### [BRANO ESTRATTO]
--- --- ---

Il punto di rottura
Con punto di rottura intendiamo il limite delle nostre risorse oltre il quale sentiamo di non poter andare, che si tratti di resistenza fisica o di tempra piscologica/emotiva. E’ il punto oltre il quale ci “rompiamo”. Le lunghe camminate in montagna quando ero giovane mi hanno fatto incontrare quel punto molte volte, così che ho imparato a riconoscerlo anche in altri contesti delle mie esperienze. E ho imparato anche che non si tratta di un limite invalicabile.
Bisogna
rallentare, ascoltare il corpo, la mente e i loro ritmi, senza però
interpretare quella lentezza come un fallimento o come il cedere sotto il peso
della fatica.

--- --- ---

### [ESTRATTO DATI]

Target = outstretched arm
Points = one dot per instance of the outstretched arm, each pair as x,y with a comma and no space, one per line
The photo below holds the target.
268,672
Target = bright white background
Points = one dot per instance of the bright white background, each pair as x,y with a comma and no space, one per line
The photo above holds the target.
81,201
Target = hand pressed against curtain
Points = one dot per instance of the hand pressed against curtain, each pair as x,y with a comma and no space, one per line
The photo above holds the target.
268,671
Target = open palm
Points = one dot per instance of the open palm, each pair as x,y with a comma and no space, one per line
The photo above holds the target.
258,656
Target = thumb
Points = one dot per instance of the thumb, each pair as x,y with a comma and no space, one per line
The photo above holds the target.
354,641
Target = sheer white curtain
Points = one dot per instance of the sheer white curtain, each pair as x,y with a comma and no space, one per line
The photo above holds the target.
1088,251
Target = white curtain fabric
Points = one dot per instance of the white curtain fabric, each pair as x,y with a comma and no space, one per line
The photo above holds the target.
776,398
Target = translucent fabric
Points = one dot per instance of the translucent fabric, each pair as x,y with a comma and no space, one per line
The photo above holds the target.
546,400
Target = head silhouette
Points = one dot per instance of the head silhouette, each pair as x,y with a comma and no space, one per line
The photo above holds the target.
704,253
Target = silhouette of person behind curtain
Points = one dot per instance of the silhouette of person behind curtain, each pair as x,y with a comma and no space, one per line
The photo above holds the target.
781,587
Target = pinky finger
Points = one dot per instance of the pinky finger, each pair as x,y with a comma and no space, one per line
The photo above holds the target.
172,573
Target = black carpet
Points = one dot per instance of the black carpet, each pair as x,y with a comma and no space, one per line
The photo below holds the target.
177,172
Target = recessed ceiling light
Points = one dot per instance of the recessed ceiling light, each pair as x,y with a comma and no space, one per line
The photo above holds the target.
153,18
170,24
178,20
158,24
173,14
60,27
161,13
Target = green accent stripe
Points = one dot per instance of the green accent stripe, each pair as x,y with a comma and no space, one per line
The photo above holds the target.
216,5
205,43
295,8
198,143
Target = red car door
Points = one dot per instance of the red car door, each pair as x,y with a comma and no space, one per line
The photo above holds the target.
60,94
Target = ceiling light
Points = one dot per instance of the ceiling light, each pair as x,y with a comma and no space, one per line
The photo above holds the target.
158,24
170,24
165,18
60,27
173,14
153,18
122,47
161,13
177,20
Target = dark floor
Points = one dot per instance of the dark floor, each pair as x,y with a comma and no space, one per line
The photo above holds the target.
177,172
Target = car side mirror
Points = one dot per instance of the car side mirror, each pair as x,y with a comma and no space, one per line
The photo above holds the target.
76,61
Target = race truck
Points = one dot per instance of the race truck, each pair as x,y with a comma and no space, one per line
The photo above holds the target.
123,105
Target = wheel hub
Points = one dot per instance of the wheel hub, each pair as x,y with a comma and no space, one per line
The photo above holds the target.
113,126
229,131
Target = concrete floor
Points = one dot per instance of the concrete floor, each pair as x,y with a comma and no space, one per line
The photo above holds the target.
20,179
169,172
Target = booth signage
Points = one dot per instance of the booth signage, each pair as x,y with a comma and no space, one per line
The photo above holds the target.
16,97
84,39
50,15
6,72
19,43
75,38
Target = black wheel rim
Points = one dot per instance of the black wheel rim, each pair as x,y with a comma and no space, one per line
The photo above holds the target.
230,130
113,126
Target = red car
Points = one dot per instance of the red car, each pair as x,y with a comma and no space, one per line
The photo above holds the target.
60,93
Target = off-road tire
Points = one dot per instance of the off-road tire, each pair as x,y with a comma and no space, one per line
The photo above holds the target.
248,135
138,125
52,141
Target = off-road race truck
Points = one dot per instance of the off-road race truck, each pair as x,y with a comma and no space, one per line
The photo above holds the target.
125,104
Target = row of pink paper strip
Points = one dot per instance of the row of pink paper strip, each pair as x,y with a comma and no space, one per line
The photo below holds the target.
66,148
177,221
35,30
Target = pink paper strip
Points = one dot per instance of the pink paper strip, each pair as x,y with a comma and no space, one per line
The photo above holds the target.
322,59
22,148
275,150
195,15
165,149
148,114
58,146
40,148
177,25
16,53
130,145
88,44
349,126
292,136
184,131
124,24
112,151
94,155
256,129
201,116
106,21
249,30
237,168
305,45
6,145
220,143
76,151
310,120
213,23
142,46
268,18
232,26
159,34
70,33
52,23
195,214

--- --- ---

### [CONSEGNA]
Prosegui il brano sul punto di rottura a partire dalla frase successiva a quella che termina con «come il cedere sotto il peso della fatica». L'elenco è materiale a sé stante, distinto dal brano sul punto di rottura.

### [SOLUZIONE]
Sostando
sul ciglio di quel limite ad un certo punto accade qualcosa: l’intero sistema
reagisce, sembra trovare da qualche parte in sé delle risorse nuove a
disposizione. Si adatta, apprende, si allinea alla situazione ed allo sforzo
richiesto, e va oltre. E’ come una goccia che cade continuamente sulla roccia
fino a consumarla e a passarci attraverso. Nell’evoluzione continua niente è
mai davvero fermo, neanche quando muore; la natura della nostra manifestazione
è il movimento, benchè esso sia fatto di Immobilità.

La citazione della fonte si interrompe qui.